Problem to work on
Your task is to output the entries below word for word.
= = = =
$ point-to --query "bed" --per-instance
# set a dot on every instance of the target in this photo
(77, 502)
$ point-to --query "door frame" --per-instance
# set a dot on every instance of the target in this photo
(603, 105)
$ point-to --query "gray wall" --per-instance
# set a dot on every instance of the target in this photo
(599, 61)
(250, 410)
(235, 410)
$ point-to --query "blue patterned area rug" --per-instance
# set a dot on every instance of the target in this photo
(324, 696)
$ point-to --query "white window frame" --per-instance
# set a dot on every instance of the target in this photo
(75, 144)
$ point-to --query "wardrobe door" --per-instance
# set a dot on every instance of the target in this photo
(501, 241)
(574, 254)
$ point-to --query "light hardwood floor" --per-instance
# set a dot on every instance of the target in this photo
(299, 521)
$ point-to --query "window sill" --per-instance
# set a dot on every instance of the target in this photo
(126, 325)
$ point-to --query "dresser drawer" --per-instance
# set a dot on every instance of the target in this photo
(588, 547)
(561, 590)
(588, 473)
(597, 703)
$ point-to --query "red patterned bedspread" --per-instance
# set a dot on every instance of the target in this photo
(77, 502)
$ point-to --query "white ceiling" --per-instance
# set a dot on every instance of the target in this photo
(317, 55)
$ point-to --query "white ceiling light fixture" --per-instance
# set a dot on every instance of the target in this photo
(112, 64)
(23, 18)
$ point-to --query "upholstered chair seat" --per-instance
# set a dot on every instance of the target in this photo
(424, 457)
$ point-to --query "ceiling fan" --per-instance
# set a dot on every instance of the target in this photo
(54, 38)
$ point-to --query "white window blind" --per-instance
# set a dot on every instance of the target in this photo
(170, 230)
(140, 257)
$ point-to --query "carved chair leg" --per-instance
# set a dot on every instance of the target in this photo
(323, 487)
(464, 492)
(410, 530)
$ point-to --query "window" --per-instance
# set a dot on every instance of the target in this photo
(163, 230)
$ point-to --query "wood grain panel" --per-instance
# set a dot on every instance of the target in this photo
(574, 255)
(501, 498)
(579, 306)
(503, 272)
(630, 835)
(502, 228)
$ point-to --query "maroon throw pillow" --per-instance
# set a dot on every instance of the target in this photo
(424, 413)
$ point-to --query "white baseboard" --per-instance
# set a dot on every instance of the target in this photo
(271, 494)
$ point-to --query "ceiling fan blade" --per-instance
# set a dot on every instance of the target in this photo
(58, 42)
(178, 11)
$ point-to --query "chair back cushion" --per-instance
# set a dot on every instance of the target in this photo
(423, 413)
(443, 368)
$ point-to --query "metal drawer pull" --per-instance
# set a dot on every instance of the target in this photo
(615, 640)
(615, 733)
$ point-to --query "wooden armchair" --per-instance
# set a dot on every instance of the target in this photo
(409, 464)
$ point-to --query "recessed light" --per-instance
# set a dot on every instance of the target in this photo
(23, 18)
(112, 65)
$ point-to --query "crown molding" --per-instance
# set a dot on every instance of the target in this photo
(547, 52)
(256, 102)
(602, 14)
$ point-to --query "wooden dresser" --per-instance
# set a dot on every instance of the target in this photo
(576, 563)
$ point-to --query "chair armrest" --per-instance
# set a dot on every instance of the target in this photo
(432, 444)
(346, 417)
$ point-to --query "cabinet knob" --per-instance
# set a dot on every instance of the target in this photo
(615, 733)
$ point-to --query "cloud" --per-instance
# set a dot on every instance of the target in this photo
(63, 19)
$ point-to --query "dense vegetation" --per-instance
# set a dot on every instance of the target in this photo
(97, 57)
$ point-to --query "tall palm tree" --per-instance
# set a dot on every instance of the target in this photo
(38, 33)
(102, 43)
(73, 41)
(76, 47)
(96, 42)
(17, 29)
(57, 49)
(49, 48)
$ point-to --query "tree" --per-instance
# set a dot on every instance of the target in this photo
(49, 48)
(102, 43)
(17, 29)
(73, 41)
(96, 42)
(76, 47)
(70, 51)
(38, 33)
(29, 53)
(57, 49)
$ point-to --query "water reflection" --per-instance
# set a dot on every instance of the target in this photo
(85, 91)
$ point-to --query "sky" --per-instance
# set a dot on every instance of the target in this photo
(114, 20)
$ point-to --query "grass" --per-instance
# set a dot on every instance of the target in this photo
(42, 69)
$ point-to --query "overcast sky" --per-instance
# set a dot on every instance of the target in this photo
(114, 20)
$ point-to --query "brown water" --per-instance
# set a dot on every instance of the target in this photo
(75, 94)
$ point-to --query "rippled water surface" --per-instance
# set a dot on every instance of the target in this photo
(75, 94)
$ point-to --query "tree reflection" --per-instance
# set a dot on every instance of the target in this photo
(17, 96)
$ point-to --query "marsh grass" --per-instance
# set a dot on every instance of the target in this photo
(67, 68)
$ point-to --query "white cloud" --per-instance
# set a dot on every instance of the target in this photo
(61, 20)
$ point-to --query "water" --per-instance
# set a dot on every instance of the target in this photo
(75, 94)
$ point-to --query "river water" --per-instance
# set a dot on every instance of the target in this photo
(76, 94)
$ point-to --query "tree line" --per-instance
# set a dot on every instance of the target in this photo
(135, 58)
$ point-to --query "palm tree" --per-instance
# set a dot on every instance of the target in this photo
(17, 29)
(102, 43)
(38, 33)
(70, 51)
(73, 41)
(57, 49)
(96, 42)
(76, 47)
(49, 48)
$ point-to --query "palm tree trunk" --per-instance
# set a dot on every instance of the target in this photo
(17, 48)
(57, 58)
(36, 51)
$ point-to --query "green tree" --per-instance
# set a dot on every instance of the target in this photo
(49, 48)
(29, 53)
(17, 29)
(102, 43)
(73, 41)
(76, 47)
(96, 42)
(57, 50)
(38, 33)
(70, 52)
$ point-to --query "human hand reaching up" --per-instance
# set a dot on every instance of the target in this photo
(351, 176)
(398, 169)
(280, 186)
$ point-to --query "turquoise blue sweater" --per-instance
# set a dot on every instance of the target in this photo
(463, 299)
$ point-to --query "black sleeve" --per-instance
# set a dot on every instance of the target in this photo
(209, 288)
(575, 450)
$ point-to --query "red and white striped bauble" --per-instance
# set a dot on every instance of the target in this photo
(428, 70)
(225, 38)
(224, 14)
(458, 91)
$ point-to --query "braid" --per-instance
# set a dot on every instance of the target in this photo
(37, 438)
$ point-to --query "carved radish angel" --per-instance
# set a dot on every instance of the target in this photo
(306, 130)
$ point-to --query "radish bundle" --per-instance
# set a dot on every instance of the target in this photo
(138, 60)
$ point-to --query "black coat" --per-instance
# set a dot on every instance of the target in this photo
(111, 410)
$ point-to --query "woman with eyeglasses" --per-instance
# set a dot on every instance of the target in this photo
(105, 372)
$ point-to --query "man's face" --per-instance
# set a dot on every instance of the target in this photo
= = = =
Answer to the exercise
$ point-to --query "bed" --per-instance
# set a dot on every instance of the target in this photo
(77, 502)
$ point-to --query "door frame" --per-instance
# set a dot on every instance of the target in this photo
(603, 105)
$ point-to --query "gray wall" --per-instance
# set a dot on every instance of the target in this photo
(599, 61)
(250, 410)
(235, 410)
$ point-to --query "blue patterned area rug" --per-instance
# set a dot on every instance of the target in this photo
(324, 696)
$ point-to --query "white window frame" --per-instance
# set a dot on every instance of the target in this photo
(75, 144)
$ point-to --query "wardrobe door" --per-instance
# set a dot on every instance of the target in this photo
(501, 241)
(574, 254)
$ point-to --query "light hardwood floor" --per-instance
# set a dot on every instance of the target in this photo
(299, 521)
$ point-to --query "window sill" --per-instance
# set a dot on every instance of the target in this photo
(126, 325)
$ point-to --query "dresser drawer" --per-instance
# set a dot on every instance of the target in this photo
(588, 547)
(561, 590)
(588, 473)
(597, 703)
$ point-to --query "red patterned bedspread" --per-instance
# set a dot on every instance of the target in this photo
(77, 502)
$ point-to --query "white ceiling" --per-instance
# set a dot on every instance of the target in this photo
(317, 55)
$ point-to --query "white ceiling light fixture" --per-instance
# set a dot on every instance of the target in this photo
(112, 64)
(23, 18)
$ point-to --query "upholstered chair seat" --per-instance
# set a dot on every instance of the target in this photo
(424, 457)
$ point-to --query "ceiling fan" --per-instance
# set a dot on every instance of the target in this photo
(54, 38)
$ point-to --query "white window blind" --per-instance
# set a dot on every instance of the target in this photo
(170, 230)
(140, 257)
$ point-to --query "carved chair leg" --per-instance
# set a dot on every instance of the target in this photo
(323, 487)
(464, 492)
(410, 530)
$ point-to --query "window" --per-instance
# set a dot on every instance of the target in this photo
(163, 230)
$ point-to --query "wood grain panel" --per-instance
# set a dot on every instance of the target in this photo
(574, 255)
(501, 498)
(579, 306)
(503, 272)
(630, 835)
(502, 228)
$ point-to --query "maroon throw pillow" --per-instance
# set a dot on every instance of the target in this photo
(424, 413)
$ point-to --query "white baseboard" --per-instance
# set a dot on every instance of the target in this photo
(271, 494)
$ point-to --query "ceiling fan blade" --per-instance
# set a dot on every instance of the target in this photo
(58, 42)
(178, 11)
$ point-to --query "chair back cushion" --per-instance
# set a dot on every instance of the target in this photo
(423, 413)
(443, 368)
$ point-to --query "metal drawer pull" --per-instance
# set a dot on every instance of the target in this photo
(615, 640)
(615, 733)
$ point-to --query "wooden armchair" --per-instance
# set a dot on every instance of the target in this photo
(409, 464)
$ point-to --query "recessed light" --per-instance
# set a dot on every instance of the target in this photo
(23, 18)
(112, 65)
$ point-to --query "crown molding" --per-instance
# set a dot on every instance of the target in this photo
(547, 52)
(256, 102)
(602, 14)
$ point-to --query "wooden dresser" --per-instance
# set a dot on every instance of the target in this photo
(576, 563)
$ point-to --query "chair armrest" --per-instance
# set a dot on every instance of the target in this photo
(432, 444)
(346, 417)
$ point-to --query "cabinet knob" --per-instance
# set a dot on every instance of the target in this photo
(615, 733)
$ point-to --query "cloud" --per-instance
# set a dot on every instance of the target in this photo
(63, 19)
$ point-to --query "dense vegetation" --per-instance
# set a dot on every instance of the target in this photo
(97, 57)
$ point-to --query "tall palm tree" --per-instance
# set a dot on every instance of the target in this photo
(38, 33)
(102, 43)
(73, 41)
(76, 47)
(96, 42)
(17, 29)
(57, 49)
(49, 48)
$ point-to --query "tree" --per-instance
# set a dot on every instance of the target in this photo
(49, 48)
(102, 43)
(17, 29)
(73, 41)
(96, 42)
(76, 47)
(70, 51)
(38, 33)
(29, 53)
(57, 49)
$ point-to --query "water reflection" --per-instance
# set a dot on every instance of the target in this photo
(85, 91)
$ point-to --query "sky" --per-instance
# set a dot on every instance of the target in this photo
(114, 20)
$ point-to --query "grass" --per-instance
# set a dot on every instance of the target in this photo
(42, 69)
$ point-to --query "overcast sky" --per-instance
# set a dot on every instance of the target in this photo
(114, 20)
$ point-to --query "brown water" --per-instance
# set a dot on every instance of the target in this photo
(75, 94)
$ point-to --query "rippled water surface" --per-instance
# set a dot on every instance of the target in this photo
(75, 94)
$ point-to --query "tree reflection" --per-instance
# set a dot on every instance of the target in this photo
(17, 96)
$ point-to --query "marsh grass" --per-instance
# set a dot on every instance of the target in this photo
(67, 68)
$ point-to --query "white cloud" --per-instance
# set a dot on every instance of the target in this photo
(61, 20)
$ point-to --query "water" --per-instance
# set a dot on every instance of the target in this photo
(75, 94)
$ point-to --query "river water" --per-instance
# set a dot on every instance of the target in this photo
(76, 94)
$ point-to --query "tree line" --per-instance
# set a dot on every instance of the target in this photo
(135, 58)
$ point-to --query "palm tree" --per-instance
# set a dot on every instance of the target in this photo
(17, 29)
(102, 43)
(38, 33)
(70, 51)
(73, 41)
(57, 49)
(96, 42)
(76, 47)
(49, 48)
$ point-to --query "palm tree trunk" --per-instance
# set a dot on every instance of the target in this photo
(17, 48)
(57, 58)
(36, 51)
$ point-to --query "green tree" --per-instance
# set a dot on every instance of the target in this photo
(49, 48)
(29, 53)
(17, 29)
(102, 43)
(73, 41)
(76, 47)
(96, 42)
(57, 50)
(38, 33)
(70, 52)
$ point-to --query "human hand reaching up" --per-instance
# set a dot on every instance of the target in this photo
(351, 176)
(398, 169)
(280, 186)
$ point-to --query "turquoise blue sweater" --per-instance
# set a dot on every instance of the target in this photo
(463, 299)
$ point-to --query "black sleeve" --per-instance
# set a dot on every instance of the target in this photo
(209, 288)
(575, 450)
$ point-to --query "red and white striped bauble" --per-instance
# set a dot on every instance of the target in this photo
(428, 70)
(225, 38)
(224, 14)
(458, 91)
$ point-to --query "braid" --per-instance
# set a dot on every instance of the target in this photo
(37, 438)
$ point-to --query "carved radish angel" --per-instance
# set a dot on every instance of the target in this photo
(306, 130)
$ point-to --query "radish bundle" --per-instance
# set a dot on every instance of the target in this photo
(138, 60)
$ point-to --query "black coat" --per-instance
# set a dot on every instance of the target in this photo
(111, 410)
$ point-to --query "woman with eyeglasses" --per-instance
# set a dot on every instance of the target in this photo
(105, 372)
$ point-to --query "man's face" --per-instance
# set a dot on every instance of the target in this photo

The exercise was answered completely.